Saved entries
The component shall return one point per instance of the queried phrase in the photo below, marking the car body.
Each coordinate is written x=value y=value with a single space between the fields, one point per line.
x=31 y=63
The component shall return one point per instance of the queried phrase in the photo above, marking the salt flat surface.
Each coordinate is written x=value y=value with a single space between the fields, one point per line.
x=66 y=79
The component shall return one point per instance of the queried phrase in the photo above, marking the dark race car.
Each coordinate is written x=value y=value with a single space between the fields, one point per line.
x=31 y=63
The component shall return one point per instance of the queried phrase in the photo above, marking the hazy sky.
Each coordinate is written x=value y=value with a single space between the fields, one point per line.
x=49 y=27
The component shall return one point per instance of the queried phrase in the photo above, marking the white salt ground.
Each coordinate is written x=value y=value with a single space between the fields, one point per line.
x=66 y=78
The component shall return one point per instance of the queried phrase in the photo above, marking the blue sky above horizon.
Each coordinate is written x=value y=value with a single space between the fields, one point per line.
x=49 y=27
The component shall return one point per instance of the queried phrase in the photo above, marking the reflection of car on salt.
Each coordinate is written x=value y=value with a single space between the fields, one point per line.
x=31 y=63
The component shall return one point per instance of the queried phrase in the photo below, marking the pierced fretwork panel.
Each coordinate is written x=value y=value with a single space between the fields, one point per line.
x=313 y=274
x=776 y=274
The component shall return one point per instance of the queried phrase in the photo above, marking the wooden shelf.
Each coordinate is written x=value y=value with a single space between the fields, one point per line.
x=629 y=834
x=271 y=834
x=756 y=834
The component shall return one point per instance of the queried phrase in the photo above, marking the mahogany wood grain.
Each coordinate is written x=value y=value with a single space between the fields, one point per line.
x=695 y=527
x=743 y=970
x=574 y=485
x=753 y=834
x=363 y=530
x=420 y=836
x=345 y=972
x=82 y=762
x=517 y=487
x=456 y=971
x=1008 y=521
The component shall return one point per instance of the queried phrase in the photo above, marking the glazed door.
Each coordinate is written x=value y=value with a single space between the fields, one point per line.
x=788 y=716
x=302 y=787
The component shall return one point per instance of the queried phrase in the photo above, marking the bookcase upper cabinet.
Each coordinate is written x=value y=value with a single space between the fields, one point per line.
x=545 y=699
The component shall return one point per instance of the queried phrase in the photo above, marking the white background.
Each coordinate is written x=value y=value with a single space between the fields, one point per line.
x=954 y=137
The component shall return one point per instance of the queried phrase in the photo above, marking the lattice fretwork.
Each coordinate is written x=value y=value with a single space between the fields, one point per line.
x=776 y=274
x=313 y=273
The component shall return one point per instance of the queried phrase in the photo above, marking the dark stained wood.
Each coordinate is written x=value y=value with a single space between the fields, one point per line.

Instructions to follow
Write the number of lines in the data above that contain the word "salt", and add nothing to it.

Answer to this task
3